─── Trecho do documento ───

O trabalho foi desenvolvido em condições de campo, na Fazenda Experimental Lageado, da Faculdade de Ciências Agronômicas da Unesp, em Botucatu, SP (22°58'S e 48°23'W, a 765 m de altitude). O solo do local é classificado como Nitossolo Vermelho (Santos et al., 2006), e o clima predominante na região, de acordo com Köppen, é do tipo Cwa, tropical de altitude, com inverno seco e verão quente e chuvoso.

Os dados referentes à temperatura média e à precipitação mensal durante o período de condução do experimento são apresentados na Figura 1.


As características químicas do solo (0 - 20 cm) foram determinadas antes da instalação do experimento, com os seguintes resultados: 25 g dm-3 de matéria orgânica, pH (CaCl2) 5,0, 17 mg dm-3 de P (resina), 1,6, 33,3, 17,6 e 34,1 mmolc dm-3 de K, Ca, Mg e H+Al, respectivamente, e 61% de saturação por bases. O solo apresenta textura argilosa, com 512 g kg-1 de argila, 381 g kg-1 de areia e 107 g kg-1 de silte.

Utilizou-se o delineamento experimental de blocos ao acaso, com quatro repetições, em arranjo fatorial 3x6, constituído por três coberturas vegetais - milheto, crotalária e consórcio milheto + crotalária) - e seis épocas de coleta da fitomassa - 0, 18, 32, 46, 74 e 91 dias após o manejo (DAM). As parcelas apresentavam 5 m de largura e 15 m de comprimento, em um total de 75 m2.

Antes da semeadura das espécies, foi realizada a dessecação das plantas presentes na área com a utilização do herbicida glifosato (1.920 g ha-1 do i.a.). A semeadura das espécies de cobertura foi realizada em 21/10/2004, e a emergência ocorreu nove dias depois (30/10/2004). Utilizaram-se 40 kg ha-1 de sementes de crotalária ('IAC-KR1'), 20 de milheto ('BN-2') e 20+10 de crotalária + milheto, no espaçamento de 0,17 m entre linhas, aproximadamente, a 0,03 m de profundidade. Não foi realizado nenhum trato cultural, como adubação, controle de plantas daninhas, pragas e doenças.

No momento do florescimento das espécies, aos 75 dias após a emergência (DAE), em 14/1/2005, foi realizado o manejo químico com a utilização do herbicida glifosato (1.920 g ha-1 do i.a.).

Foram realizadas coletas da cobertura vegetal no dia da dessecação (0 DAM), em 1/2/2005 (18 DAM), em 15/2/2005 (32 DAM), em 1/3/2005 (46 DAM), em 29/3/2005 (74 DAM) e em 15/4/2005 (91 DAM). Em cada época de coleta, foram amostrados três esquadros com 0,25 m2 de área interna, conforme Crusciol et al. (2005). Essas três amostras simples constituíram a amostra composta, representante de cada parcela. A amostragem, dentro das unidades experimentais, foi realizada no sentido diagonal da parcela, tendo-se escolhido, de forma aleatória, os pontos de coleta, e excluído 0,50 m de cada extremidade, a título de bordadura.

─── Dados para análise ───

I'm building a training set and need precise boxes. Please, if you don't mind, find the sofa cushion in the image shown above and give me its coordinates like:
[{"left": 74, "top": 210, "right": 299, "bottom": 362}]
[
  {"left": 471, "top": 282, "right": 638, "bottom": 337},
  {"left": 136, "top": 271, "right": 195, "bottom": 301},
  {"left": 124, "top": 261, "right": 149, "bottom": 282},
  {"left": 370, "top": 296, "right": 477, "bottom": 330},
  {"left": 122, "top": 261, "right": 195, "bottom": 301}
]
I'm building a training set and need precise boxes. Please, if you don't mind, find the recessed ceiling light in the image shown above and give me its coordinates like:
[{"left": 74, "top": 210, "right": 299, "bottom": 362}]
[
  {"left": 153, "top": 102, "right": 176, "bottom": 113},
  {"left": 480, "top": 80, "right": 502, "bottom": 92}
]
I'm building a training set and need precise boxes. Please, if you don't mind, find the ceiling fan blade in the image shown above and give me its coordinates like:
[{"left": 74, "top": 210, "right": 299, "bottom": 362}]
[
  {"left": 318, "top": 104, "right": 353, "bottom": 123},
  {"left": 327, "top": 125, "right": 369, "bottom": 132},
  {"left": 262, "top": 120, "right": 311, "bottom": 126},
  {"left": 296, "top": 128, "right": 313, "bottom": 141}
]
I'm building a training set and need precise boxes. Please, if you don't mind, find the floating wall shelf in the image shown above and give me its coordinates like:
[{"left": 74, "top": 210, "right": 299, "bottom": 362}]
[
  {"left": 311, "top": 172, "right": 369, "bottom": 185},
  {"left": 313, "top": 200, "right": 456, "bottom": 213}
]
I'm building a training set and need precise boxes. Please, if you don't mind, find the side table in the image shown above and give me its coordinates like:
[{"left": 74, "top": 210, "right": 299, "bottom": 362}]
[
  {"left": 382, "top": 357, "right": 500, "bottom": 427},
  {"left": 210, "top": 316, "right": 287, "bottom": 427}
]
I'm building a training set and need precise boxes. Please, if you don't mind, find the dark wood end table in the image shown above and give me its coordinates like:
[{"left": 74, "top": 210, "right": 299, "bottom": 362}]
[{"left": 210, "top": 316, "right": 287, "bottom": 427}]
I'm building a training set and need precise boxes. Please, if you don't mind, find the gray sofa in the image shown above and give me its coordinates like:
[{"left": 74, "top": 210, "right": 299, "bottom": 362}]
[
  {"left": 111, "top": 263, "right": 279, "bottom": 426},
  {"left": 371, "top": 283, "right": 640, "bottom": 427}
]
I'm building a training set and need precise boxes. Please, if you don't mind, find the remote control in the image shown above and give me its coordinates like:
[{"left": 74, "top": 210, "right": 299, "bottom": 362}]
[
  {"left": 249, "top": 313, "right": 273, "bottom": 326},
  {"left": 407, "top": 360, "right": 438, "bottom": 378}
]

───

* [Questões]:
- 1) Traduza para o inglês esta frase do trecho do documento: "Os dados referentes à temperatura média e à precipitação mensal durante o período de condução do experimento são apresentados na Figura 1."
- 2) Segundo o trecho do documento, quando foi feito o manejo químico com glifosato no florescimento das espécies?
- 3) Transcreva do trecho do documento a parte que se inicia com as palavras "Antes da semeadura" e termina com "pragas e doenças.".
Os registros não são usados nesta atividade.

* [Soluções por questão]:
- 1) The data on mean temperature and monthly precipitation during the period in which the experiment was conducted are presented in Figure 1.

- 2) Foi feito aos 75 dias após a emergência, em 14/1/2005.

- 3)
Antes da semeadura das espécies, foi realizada a dessecação das plantas presentes na área com a utilização do herbicida glifosato (1.920 g ha-1 do i.a.). A semeadura das espécies de cobertura foi realizada em 21/10/2004, e a emergência ocorreu nove dias depois (30/10/2004). Utilizaram-se 40 kg ha-1 de sementes de crotalária ('IAC-KR1'), 20 de milheto ('BN-2') e 20+10 de crotalária + milheto, no espaçamento de 0,17 m entre linhas, aproximadamente, a 0,03 m de profundidade. Não foi realizado nenhum trato cultural, como adubação, controle de plantas daninhas, pragas e doenças.